----- Text segment

Open tongshi203 opened 3 years ago
Can you run vainfo
and share the output, please?
Only in certain GPU's there are lower-power capable encoders, but not in every GPU.
For h.264/AVC I can see the following on one of my machines (excerpt):
...
VAProfileH264ConstrainedBaseline: VAEntrypointEncSliceLP
...
VAProfileH264Main : VAEntrypointEncSliceLP
...
VAProfileH264High : VAEntrypointEncSliceLP
...
Do you see those LP
postfixes for h.265/HEVC on your GPU in the output of vainfo
?
@brmarkus ,
It's RocketLake. HEVC LP is supported there.
@tongshi203 , Let's try to narrow down there the issue is. Please run:
./sample_multi_transcode -i::h265 1.h265 -hw -o::h265 new.h265 -hw -la_ext -lowpower:on
./sample_multi_transcode -i::h265 1.h265 -hw -o::h265 new.h265 -hw -cqp -qpi 26 -qpp 26 -qpb 26 -lowpower:on
./sample_multi_transcode -i::h265 1.h265 -hw -o::h265 new.h265 -hw -b 5000 -lowpower:on
and share results.Please also send output from: dmesg | grep drm ls /dev/dri lspci -nn
Please also send dmesg output after MFX_ERR_DEVICE_FAILED error is triggered.

----------
----- Data to process

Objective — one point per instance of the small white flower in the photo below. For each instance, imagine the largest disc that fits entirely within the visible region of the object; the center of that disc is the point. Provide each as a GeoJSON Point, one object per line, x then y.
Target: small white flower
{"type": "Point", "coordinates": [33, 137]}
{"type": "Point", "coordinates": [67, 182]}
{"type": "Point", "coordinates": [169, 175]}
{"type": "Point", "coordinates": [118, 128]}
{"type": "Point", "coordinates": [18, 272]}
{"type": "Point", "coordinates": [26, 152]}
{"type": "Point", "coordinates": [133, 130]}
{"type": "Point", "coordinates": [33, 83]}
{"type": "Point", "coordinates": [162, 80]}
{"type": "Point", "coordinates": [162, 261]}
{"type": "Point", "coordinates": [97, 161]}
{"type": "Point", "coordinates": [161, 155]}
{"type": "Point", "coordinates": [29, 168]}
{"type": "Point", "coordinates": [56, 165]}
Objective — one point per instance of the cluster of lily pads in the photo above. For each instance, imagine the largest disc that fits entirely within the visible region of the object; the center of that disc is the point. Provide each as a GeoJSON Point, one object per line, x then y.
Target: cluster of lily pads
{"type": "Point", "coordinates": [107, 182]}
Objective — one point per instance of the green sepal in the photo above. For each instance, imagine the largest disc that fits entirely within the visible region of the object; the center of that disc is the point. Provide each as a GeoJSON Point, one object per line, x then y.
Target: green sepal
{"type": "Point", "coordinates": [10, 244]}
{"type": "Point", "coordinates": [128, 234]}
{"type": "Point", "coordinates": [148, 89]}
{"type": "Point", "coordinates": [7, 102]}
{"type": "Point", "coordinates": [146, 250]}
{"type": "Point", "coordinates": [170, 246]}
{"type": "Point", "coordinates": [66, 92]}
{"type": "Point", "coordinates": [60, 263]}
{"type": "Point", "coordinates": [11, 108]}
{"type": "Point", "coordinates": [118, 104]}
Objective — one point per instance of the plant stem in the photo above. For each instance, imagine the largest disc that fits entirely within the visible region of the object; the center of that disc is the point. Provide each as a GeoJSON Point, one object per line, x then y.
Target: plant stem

----------

### Tasks to perform
A) Rewrite the records above, replacing "largest disc" with "largest circle" and leaving everything else the same.
B) Continue the thread about low-power HEVC encoding from the point where it stops.

### Answers for this exercise
A)
Objective — one point per instance of the small white flower in the photo below. For each instance, imagine the largest circle that fits entirely within the visible region of the object; the center of that disc is the point. Provide each as a GeoJSON Point, one object per line, x then y.
Target: small white flower
{"type": "Point", "coordinates": [33, 137]}
{"type": "Point", "coordinates": [67, 182]}
{"type": "Point", "coordinates": [169, 175]}
{"type": "Point", "coordinates": [118, 128]}
{"type": "Point", "coordinates": [18, 272]}
{"type": "Point", "coordinates": [26, 152]}
{"type": "Point", "coordinates": [133, 130]}
{"type": "Point", "coordinates": [33, 83]}
{"type": "Point", "coordinates": [162, 80]}
{"type": "Point", "coordinates": [162, 261]}
{"type": "Point", "coordinates": [97, 161]}
{"type": "Point", "coordinates": [161, 155]}
{"type": "Point", "coordinates": [29, 168]}
{"type": "Point", "coordinates": [56, 165]}
Objective — one point per instance of the cluster of lily pads in the photo above. For each instance, imagine the largest circle that fits entirely within the visible region of the object; the center of that disc is the point. Provide each as a GeoJSON Point, one object per line, x then y.
Target: cluster of lily pads
{"type": "Point", "coordinates": [107, 182]}
Objective — one point per instance of the green sepal in the photo above. For each instance, imagine the largest circle that fits entirely within the visible region of the object; the center of that disc is the point. Provide each as a GeoJSON Point, one object per line, x then y.
Target: green sepal
{"type": "Point", "coordinates": [10, 244]}
{"type": "Point", "coordinates": [128, 234]}
{"type": "Point", "coordinates": [148, 89]}
{"type": "Point", "coordinates": [7, 102]}
{"type": "Point", "coordinates": [146, 250]}
{"type": "Point", "coordinates": [170, 246]}
{"type": "Point", "coordinates": [66, 92]}
{"type": "Point", "coordinates": [60, 263]}
{"type": "Point", "coordinates": [11, 108]}
{"type": "Point", "coordinates": [118, 104]}
Objective — one point per instance of the plant stem in the photo above. For each instance, imagine the largest circle that fits entirely within the visible region of the object; the center of that disc is the point. Provide each as a GeoJSON Point, one object per line, x then y.
Target: plant stem

B)
1. [root@localhost release]# ./sample_multi_transcode -i::h265 1.h265 -hw -o::h265 new.h265 -hw -la_ext -lowpower:on Multi Transcoding Sample Version 8.4.27.0
libva info: VA-API version 1.12.0 libva info: Trying to open /usr/lib64/dri/iHD_drv_video.so libva info: Found init function __vaDriverInit_1_12 libva info: va_openDriver() returns 0 Session 0: plugin_loader.h :185 [INFO] Plugin was loaded from GUID: { 0x58, 0x8f, 0x11, 0x85, 0xd4, 0x7b, 0x42, 0x96, 0x8d, 0xea, 0x37, 0x7b, 0xb5, 0xd0, 0xdc, 0xb4 } (Intel (R) Media SDK plugin for LA ENC)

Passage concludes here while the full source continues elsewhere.